Fuente
• • • • • • •

Es evidente: el equipaje significa el pasado, las seguridades, el apego, el poseer, el tener. Y todo eso, en uno u otro grado, es imprescindible —los poetas son sabios, no ingenuos—, pero conviene ponerle freno. Machado sabe que no nos podemos mover sin equipaje, pero nos invita a hacerlo, como mínimo, ligeros de equipaje. Lo dice de nuevo cuando, en «Retrato», anticipa lúcidamente —¡y proféticamente!— su último periplo:
Y cuando llegue el día del último viaje,
y esté al partir la nave que nunca ha de tornar,
me encontraréis a bordo ligero de equipaje,
casi desnudo, como los hijos de la mar.
Fijémonos: ligero de equipaje y casi desnudo, solo casi, no completamente desnudo. El ser humano, siempre in statu viae —como nos recuerda otro sabio, Lluís Duch—, no alcanzará nunca el término del camino: nunca viviremos suficientemente desprendidos, desapegados, libres, desnudos. Pero intentaremos acercarnos a ello. Es todo lo que nos ha sido dado: la capacidad de acercarnos a la perfección, pero no la de alcanzarla. Y acercanos a esa perfección —y vuelvo a Machado, al Machado más conocido, pero no por ello más seguido— sin caminos trazados, porque no hay caminos trazados:
Caminante, son tus huellas
el camino, y nada más;
caminante, no hay camino,
se hace camino al andar.
Al andar se hace camino,
y al volver la vista atrás
se ve la senda que nunca
se ha de volver a pisar.
Caminante, no hay camino,
sino estelas en la mar.
¡Que les sea conservada a los poetas la capacidad de empalabrar el mundo!

• • • • • • •

Datos de la tarea
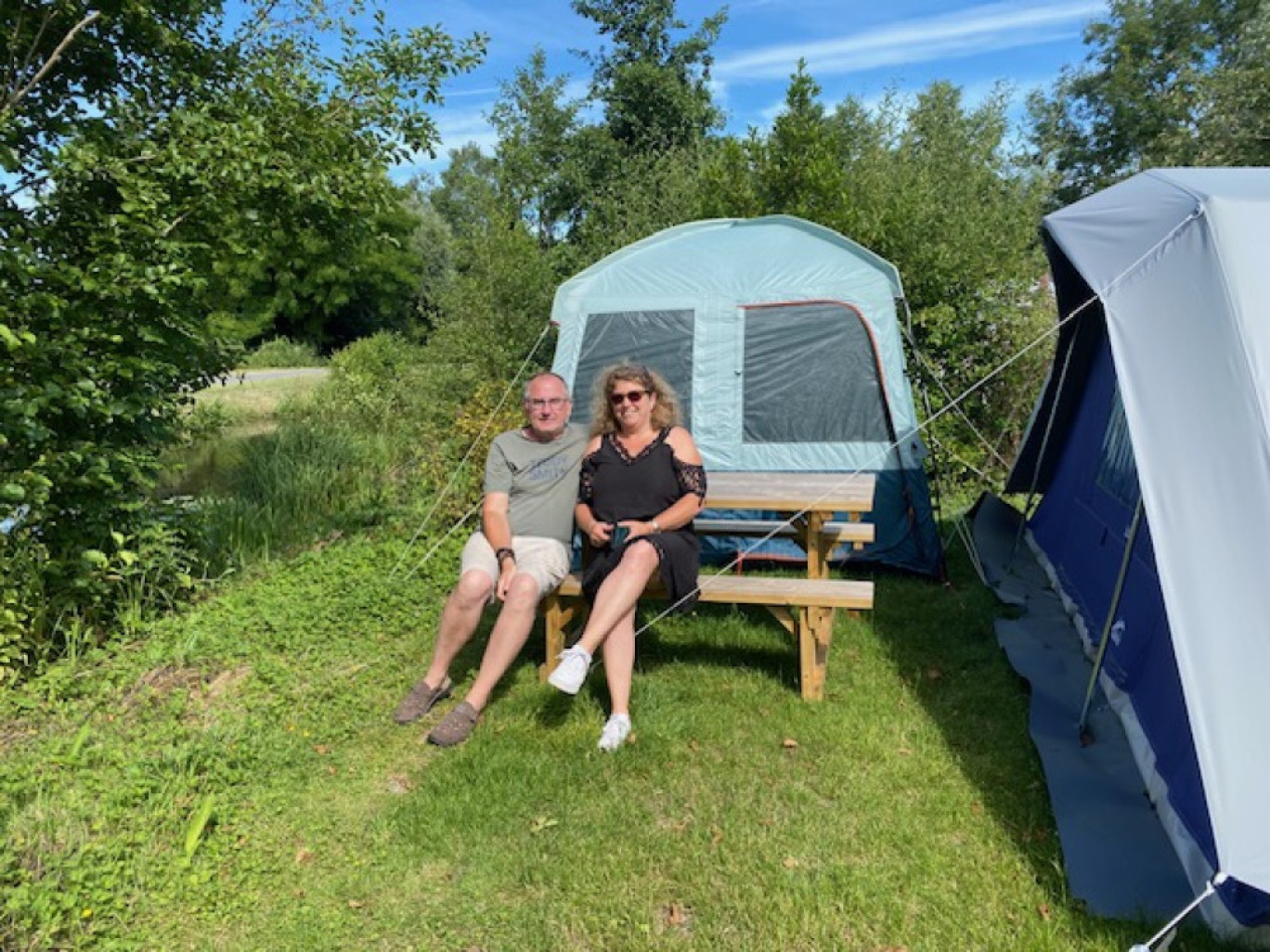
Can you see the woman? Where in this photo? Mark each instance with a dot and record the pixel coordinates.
(641, 483)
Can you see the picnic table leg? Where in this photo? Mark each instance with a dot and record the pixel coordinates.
(815, 631)
(817, 548)
(556, 613)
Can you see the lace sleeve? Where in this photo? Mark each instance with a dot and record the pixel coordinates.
(693, 478)
(586, 480)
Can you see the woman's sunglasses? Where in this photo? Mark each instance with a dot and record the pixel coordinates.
(632, 395)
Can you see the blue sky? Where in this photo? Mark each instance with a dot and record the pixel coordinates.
(851, 48)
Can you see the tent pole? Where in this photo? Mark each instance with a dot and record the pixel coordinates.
(1083, 725)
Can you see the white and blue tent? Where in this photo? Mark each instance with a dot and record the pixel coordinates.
(1160, 396)
(783, 341)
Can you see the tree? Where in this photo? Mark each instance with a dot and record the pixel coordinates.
(170, 182)
(536, 128)
(930, 186)
(1165, 83)
(654, 84)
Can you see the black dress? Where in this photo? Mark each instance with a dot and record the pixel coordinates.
(618, 486)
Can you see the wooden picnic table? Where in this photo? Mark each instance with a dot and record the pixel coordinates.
(804, 607)
(811, 496)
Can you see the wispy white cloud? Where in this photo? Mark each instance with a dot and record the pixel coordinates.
(977, 30)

• • • • • • •

Instrucción escrita 1
Transcribe el fragmento sobre Machado entre "Fijémonos: ligero de" y "volver a pisar.", ambos incluidos.
Instrucción escrita 2
Suma -27 a cada coordenada de las respuestas en las entradas, desde la línea que contiene "Can you see the tent" hasta el final de las entradas, ambos extremos incluidos. Escribe de nuevo únicamente esas líneas, todas completas y con las coordenadas ya modificadas.

Respuesta completa 1
Fijémonos: ligero de equipaje y casi desnudo, solo casi, no completamente desnudo. El ser humano, siempre in statu viae —como nos recuerda otro sabio, Lluís Duch—, no alcanzará nunca el término del camino: nunca viviremos suficientemente desprendidos, desapegados, libres, desnudos. Pero intentaremos acercarnos a ello. Es todo lo que nos ha sido dado: la capacidad de acercarnos a la perfección, pero no la de alcanzarla. Y acercanos a esa perfección —y vuelvo a Machado, al Machado más conocido, pero no por ello más seguido— sin caminos trazados, porque no hay caminos trazados:
Caminante, son tus huellas
el camino, y nada más;
caminante, no hay camino,
se hace camino al andar.
Al andar se hace camino,
y al volver la vista atrás
se ve la senda que nunca
se ha de volver a pisar.

Respuesta completa 2
Can you see the tent pole? Where in this photo? Mark each instance with a dot and record the pixel coordinates.
(1056, 698)
Can you see the white and blue tent? Where in this photo? Mark each instance with a dot and record the pixel coordinates.
(1133, 369)
(756, 314)
Can you see the tree? Where in this photo? Mark each instance with a dot and record the pixel coordinates.
(143, 155)
(509, 101)
(903, 159)
(1138, 56)
(627, 57)
Can you see the black dress? Where in this photo? Mark each instance with a dot and record the pixel coordinates.
(591, 459)
Can you see the wooden picnic table? Where in this photo? Mark each instance with a dot and record the pixel coordinates.
(777, 580)
(784, 469)
Can you see the wispy white cloud? Where in this photo? Mark each instance with a dot and record the pixel coordinates.
(950, 3)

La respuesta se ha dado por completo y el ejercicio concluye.